Spatial localization data
---------------
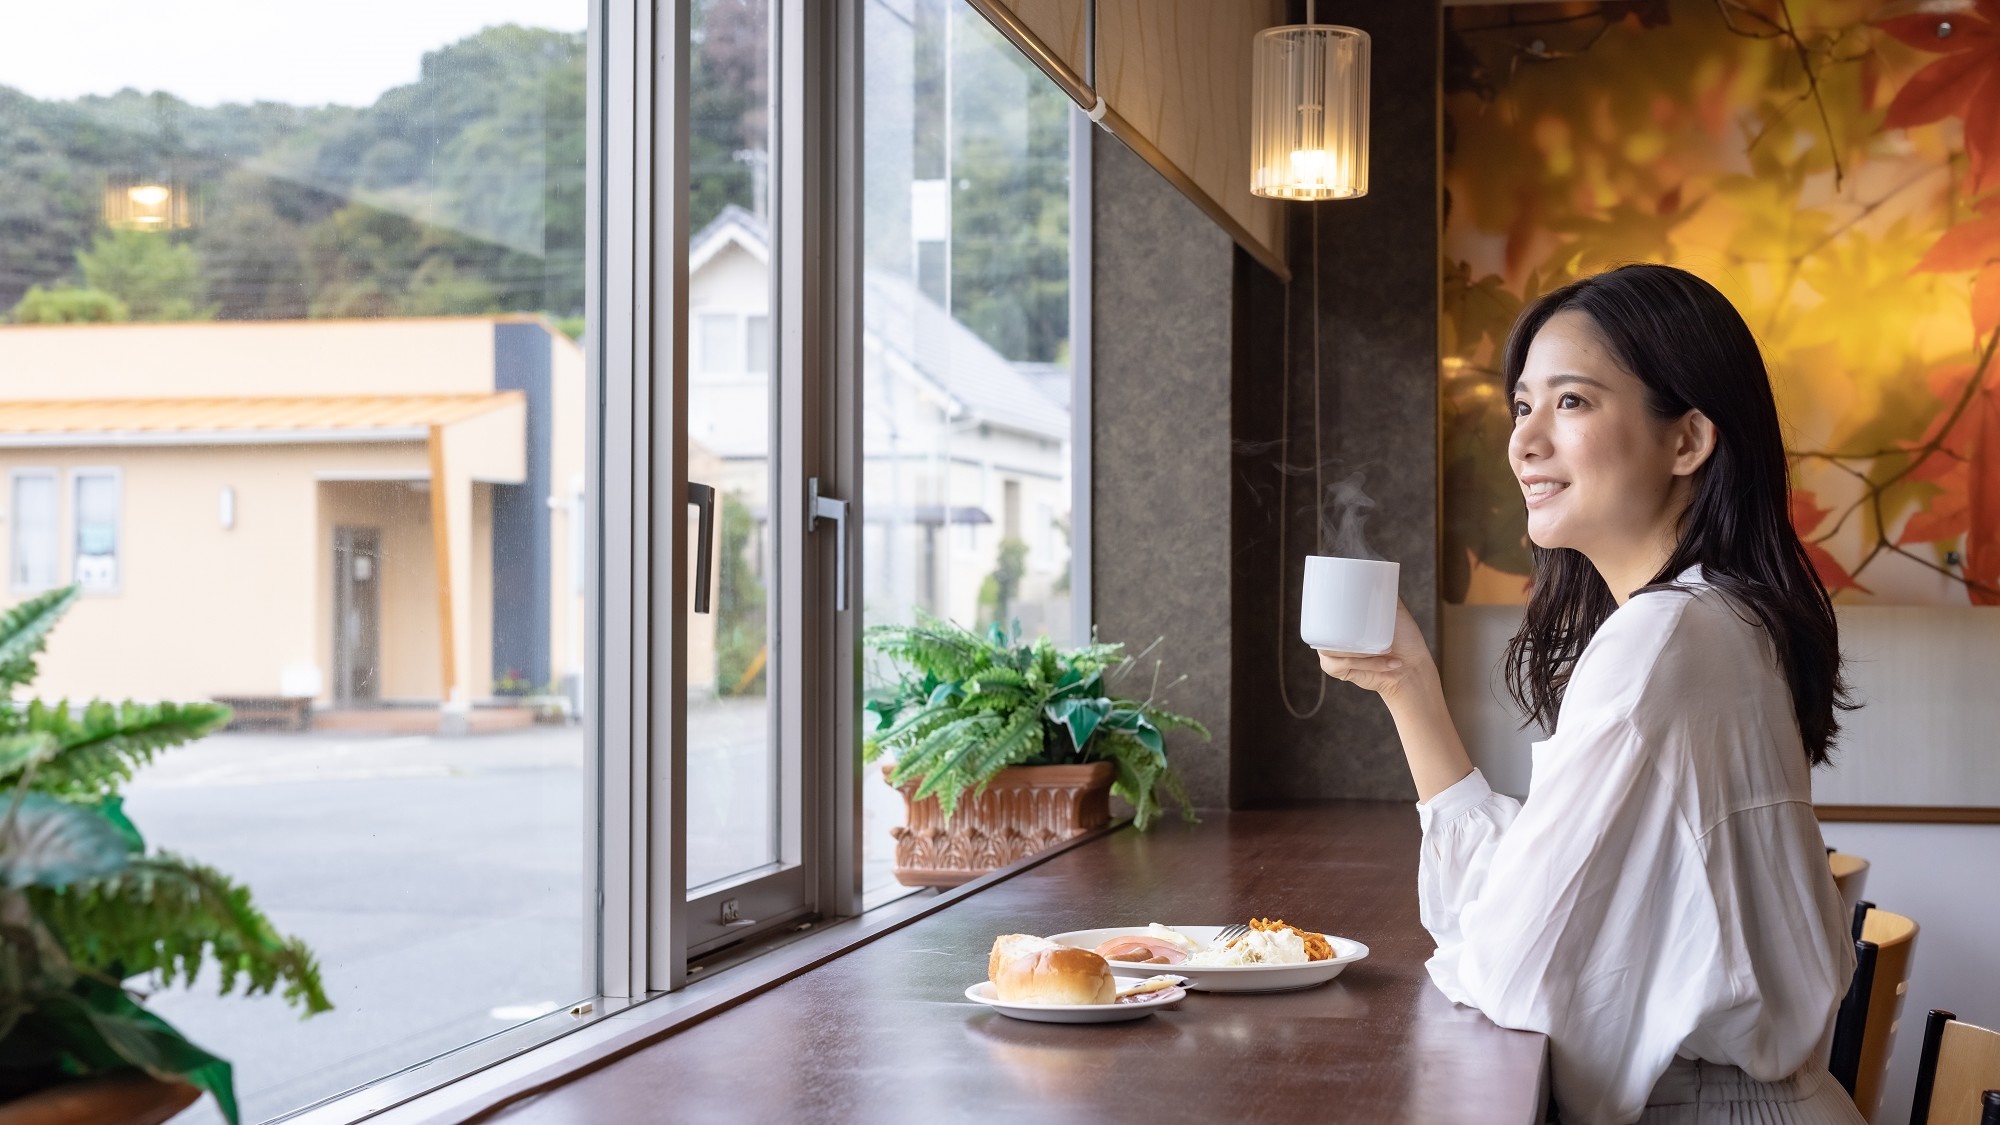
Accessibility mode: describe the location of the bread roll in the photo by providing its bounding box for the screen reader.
[987,934,1116,1005]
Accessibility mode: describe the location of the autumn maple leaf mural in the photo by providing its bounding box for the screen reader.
[1439,0,2000,607]
[1876,0,2000,197]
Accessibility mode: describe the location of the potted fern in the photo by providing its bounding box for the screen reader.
[864,614,1207,887]
[0,586,329,1124]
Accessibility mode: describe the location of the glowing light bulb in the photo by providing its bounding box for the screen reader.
[128,184,171,207]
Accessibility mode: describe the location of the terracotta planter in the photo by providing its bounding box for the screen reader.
[887,760,1114,887]
[0,1071,199,1125]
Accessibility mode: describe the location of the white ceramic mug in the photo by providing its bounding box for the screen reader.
[1300,555,1399,655]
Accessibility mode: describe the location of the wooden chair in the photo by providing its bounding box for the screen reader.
[1910,1009,2000,1125]
[1827,903,1918,1121]
[1828,850,1869,919]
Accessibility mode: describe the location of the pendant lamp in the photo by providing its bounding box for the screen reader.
[1250,4,1368,200]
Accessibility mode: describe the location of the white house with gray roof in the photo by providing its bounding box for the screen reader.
[688,204,1072,638]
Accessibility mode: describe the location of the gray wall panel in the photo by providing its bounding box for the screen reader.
[1091,129,1235,810]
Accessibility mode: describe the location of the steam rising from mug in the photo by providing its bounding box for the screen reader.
[1323,471,1383,561]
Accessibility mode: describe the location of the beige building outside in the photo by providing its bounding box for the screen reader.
[0,316,654,728]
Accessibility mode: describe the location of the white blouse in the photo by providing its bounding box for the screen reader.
[1418,568,1854,1125]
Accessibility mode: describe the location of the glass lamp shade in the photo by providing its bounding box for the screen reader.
[1250,24,1369,200]
[103,175,196,230]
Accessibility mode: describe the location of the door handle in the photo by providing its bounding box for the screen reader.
[688,481,716,614]
[807,476,849,613]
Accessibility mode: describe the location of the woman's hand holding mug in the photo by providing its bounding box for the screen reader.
[1315,600,1430,700]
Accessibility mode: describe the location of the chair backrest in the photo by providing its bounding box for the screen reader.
[1829,906,1918,1120]
[1829,851,1869,919]
[1912,1010,2000,1125]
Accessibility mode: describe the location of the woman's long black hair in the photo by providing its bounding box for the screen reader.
[1500,264,1854,766]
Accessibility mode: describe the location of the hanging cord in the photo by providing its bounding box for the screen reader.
[1275,204,1326,719]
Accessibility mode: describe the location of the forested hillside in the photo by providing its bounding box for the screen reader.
[0,2,1068,365]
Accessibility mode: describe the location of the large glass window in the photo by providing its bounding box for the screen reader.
[859,0,1079,895]
[0,4,589,1120]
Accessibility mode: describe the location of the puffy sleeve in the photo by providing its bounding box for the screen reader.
[1416,711,1727,1125]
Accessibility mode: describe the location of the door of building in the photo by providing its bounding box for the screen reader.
[333,526,382,706]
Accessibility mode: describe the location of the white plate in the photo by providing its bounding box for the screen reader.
[963,976,1187,1023]
[1043,926,1368,993]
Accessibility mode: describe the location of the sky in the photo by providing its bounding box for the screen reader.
[0,0,587,107]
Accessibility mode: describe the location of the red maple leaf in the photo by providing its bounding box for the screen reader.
[1877,0,2000,196]
[1790,490,1870,592]
[1964,375,2000,604]
[1899,363,2000,602]
[1914,198,2000,334]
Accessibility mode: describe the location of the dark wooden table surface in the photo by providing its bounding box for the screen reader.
[491,804,1548,1124]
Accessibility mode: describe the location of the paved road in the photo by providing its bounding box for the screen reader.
[123,698,907,1124]
[128,727,588,1125]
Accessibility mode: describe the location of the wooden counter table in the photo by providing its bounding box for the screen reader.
[484,803,1548,1124]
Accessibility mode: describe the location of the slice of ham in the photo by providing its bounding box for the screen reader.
[1092,936,1189,965]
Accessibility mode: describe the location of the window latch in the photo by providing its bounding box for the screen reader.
[807,477,849,613]
[687,481,716,614]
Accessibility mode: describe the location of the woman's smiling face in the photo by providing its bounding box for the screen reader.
[1507,310,1703,567]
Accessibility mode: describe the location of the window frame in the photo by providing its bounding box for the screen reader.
[70,465,122,596]
[7,467,60,595]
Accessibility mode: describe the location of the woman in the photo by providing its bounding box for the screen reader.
[1318,264,1862,1124]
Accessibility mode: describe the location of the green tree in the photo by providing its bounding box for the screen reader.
[11,286,129,324]
[714,492,768,696]
[689,0,767,233]
[977,537,1030,628]
[948,9,1070,363]
[77,230,209,321]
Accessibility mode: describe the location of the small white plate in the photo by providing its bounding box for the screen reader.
[1044,926,1368,993]
[963,976,1187,1023]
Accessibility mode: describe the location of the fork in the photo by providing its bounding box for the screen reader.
[1213,922,1251,946]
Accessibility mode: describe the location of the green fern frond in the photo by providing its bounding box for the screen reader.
[930,714,1036,820]
[873,706,961,759]
[863,614,998,683]
[961,709,1047,798]
[30,851,331,1015]
[1134,705,1209,739]
[0,586,80,693]
[966,667,1027,692]
[898,715,997,798]
[0,731,61,781]
[19,701,233,798]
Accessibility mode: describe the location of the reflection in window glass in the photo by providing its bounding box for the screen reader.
[860,0,1076,896]
[0,5,588,1121]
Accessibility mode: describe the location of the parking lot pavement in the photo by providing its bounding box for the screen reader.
[117,699,904,1125]
[125,726,590,1125]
---------------
Required action
The expected output is the run of lines from the one holding "Accessibility mode: describe the location of the green fern" to the last line of the entries above, each reproduced character for character.

Task solution
Accessibility mode: describe the location of the green fern frond in the photo by providing its bounding box for the screen reader.
[930,714,1036,820]
[873,706,961,759]
[863,614,998,683]
[961,709,1047,798]
[30,851,331,1015]
[1134,705,1209,739]
[0,586,80,693]
[966,667,1027,692]
[898,715,997,798]
[0,731,61,781]
[19,701,233,798]
Accessibility mode: describe the location of the reflection in window glass in the photo by providing its bounding box for the screen reader.
[860,0,1076,896]
[0,5,588,1121]
Accessibility mode: describe the location of the parking lot pavement in the photo by providing its bounding box for the screen reader.
[117,699,904,1125]
[125,726,590,1125]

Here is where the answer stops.